* Requirements: Report how many lines of the data below contain the word "shirt" with its case matching exactly. Give only the number.

* Extracted data:

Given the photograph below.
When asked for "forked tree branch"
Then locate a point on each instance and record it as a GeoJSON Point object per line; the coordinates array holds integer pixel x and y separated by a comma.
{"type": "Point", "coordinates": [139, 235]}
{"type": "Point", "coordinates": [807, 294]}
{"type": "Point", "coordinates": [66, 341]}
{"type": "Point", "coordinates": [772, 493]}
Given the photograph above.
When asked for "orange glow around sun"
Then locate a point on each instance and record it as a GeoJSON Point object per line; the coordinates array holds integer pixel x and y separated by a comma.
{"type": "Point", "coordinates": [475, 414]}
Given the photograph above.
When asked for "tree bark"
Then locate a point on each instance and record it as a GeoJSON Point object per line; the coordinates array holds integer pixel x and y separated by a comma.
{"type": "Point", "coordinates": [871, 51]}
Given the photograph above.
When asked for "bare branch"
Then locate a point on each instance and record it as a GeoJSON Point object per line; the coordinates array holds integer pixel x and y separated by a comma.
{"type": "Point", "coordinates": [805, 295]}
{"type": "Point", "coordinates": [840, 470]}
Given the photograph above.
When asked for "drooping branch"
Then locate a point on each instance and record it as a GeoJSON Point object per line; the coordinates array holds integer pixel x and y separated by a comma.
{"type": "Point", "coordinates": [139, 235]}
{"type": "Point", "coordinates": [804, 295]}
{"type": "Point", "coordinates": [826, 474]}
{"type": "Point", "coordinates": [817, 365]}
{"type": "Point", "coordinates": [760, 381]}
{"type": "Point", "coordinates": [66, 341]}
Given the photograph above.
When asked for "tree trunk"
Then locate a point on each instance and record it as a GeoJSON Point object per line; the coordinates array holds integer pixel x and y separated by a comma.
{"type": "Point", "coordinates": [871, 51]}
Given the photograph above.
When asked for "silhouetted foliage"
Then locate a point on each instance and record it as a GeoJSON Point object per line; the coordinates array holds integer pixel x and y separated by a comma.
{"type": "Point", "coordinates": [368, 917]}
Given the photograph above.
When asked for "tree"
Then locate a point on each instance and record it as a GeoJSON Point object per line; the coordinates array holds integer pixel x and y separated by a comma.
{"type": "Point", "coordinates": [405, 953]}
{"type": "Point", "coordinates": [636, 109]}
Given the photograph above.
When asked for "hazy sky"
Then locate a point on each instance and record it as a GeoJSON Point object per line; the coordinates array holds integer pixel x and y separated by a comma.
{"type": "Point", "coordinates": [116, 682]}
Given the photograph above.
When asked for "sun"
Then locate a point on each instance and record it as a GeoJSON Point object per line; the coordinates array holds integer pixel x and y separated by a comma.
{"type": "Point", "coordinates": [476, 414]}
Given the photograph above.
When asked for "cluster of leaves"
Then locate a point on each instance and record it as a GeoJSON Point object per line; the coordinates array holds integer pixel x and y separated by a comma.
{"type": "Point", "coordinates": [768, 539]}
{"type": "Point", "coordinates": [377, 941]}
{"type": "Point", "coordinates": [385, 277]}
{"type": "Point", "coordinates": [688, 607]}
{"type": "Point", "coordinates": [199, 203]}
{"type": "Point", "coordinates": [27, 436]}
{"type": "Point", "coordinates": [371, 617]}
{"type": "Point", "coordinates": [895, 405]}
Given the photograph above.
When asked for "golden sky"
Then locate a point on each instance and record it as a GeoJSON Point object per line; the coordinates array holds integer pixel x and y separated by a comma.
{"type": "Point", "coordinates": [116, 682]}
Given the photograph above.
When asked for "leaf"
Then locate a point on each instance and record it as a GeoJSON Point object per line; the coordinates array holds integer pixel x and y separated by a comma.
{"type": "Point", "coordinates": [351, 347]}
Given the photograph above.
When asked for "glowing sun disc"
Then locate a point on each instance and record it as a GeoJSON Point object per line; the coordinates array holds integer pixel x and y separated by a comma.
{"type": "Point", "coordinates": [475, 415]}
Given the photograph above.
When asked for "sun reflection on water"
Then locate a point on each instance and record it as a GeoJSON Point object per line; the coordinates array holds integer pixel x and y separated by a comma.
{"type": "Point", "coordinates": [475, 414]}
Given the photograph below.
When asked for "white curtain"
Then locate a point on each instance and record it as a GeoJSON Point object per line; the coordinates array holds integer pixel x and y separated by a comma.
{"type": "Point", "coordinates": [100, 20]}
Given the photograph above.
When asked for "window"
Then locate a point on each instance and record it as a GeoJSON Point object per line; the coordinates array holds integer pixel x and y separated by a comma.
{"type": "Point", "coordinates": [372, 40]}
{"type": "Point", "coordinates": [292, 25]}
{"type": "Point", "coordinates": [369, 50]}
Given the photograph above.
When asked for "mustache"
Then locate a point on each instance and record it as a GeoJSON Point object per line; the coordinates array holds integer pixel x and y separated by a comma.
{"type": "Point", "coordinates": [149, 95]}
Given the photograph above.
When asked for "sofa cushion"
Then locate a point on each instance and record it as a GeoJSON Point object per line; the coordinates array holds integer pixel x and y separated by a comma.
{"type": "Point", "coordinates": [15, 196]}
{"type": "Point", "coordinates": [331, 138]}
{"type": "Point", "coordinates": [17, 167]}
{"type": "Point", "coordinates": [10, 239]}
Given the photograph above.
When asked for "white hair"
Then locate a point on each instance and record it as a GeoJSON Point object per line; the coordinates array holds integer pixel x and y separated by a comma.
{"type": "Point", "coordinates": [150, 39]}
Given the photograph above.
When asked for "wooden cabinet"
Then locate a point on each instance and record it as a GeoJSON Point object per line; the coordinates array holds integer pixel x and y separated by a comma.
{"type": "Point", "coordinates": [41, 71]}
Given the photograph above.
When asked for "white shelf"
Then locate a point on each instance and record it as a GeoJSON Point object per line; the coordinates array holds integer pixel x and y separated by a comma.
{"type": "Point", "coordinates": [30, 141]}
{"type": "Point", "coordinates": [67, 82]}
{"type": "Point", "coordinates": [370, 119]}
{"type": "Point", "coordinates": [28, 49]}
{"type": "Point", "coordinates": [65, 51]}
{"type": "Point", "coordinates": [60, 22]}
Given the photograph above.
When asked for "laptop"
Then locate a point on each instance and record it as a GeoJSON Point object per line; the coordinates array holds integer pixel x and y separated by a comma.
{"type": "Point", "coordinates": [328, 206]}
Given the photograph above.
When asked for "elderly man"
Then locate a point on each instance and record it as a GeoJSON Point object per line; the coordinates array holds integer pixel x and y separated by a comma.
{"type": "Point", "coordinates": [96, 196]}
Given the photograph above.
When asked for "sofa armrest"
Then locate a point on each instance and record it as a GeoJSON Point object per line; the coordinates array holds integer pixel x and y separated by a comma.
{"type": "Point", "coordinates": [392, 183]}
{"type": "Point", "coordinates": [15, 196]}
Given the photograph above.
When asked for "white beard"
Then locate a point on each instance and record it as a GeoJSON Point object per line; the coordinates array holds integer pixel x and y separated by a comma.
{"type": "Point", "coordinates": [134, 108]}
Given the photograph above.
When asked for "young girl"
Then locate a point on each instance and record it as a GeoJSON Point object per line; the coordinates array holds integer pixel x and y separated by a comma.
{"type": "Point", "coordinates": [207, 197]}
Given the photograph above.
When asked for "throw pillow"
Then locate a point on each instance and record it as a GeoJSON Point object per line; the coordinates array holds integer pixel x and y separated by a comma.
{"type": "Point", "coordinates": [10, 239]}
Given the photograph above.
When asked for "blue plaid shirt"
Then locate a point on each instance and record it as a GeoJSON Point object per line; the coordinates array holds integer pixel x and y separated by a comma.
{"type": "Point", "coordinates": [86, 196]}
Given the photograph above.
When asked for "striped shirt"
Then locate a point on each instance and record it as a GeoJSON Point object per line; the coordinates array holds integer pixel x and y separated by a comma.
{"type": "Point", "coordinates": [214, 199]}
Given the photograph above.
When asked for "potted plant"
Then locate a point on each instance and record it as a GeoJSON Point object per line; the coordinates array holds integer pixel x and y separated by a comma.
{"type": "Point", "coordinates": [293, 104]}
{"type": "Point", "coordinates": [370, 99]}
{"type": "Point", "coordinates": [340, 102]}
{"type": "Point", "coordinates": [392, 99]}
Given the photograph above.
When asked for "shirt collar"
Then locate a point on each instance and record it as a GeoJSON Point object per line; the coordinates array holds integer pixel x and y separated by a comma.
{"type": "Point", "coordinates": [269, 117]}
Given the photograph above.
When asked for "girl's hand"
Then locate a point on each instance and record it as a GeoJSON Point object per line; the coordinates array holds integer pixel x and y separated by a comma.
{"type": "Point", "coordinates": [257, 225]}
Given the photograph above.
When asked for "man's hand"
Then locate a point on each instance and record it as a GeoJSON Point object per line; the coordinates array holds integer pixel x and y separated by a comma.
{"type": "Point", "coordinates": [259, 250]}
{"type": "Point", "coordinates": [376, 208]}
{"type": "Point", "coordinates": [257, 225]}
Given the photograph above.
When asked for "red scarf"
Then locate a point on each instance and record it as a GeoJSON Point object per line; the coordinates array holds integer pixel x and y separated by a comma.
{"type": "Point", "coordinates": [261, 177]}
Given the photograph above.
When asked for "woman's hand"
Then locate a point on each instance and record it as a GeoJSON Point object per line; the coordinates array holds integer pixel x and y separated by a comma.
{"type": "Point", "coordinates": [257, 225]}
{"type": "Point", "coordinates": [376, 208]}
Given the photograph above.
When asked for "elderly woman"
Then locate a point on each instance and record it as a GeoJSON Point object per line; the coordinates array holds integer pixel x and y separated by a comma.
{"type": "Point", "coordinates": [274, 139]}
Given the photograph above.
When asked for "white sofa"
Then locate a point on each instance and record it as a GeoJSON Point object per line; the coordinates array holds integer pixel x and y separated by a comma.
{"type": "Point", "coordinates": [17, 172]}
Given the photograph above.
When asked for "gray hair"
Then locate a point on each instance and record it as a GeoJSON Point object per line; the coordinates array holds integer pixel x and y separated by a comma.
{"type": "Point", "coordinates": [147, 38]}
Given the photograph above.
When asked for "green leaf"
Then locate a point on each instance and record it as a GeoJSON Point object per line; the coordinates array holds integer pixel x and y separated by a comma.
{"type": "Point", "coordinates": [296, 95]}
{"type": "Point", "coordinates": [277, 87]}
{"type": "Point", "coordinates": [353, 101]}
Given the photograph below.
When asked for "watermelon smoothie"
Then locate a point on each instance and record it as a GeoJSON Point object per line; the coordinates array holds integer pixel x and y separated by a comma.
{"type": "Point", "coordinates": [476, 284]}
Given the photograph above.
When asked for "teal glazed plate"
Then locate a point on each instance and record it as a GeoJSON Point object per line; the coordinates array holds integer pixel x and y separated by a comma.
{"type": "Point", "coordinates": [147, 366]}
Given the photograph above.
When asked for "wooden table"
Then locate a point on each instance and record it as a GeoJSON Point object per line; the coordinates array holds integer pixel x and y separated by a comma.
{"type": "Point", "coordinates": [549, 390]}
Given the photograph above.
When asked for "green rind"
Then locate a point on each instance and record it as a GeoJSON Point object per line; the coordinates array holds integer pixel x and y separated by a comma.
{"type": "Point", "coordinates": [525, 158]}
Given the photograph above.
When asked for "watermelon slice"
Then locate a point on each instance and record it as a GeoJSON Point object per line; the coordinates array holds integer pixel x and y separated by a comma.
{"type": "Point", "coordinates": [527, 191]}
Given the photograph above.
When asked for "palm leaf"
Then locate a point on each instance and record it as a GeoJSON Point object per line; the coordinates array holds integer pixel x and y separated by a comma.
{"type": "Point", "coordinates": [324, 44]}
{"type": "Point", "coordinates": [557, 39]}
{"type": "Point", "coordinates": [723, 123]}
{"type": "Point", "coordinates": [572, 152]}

* The reply: 3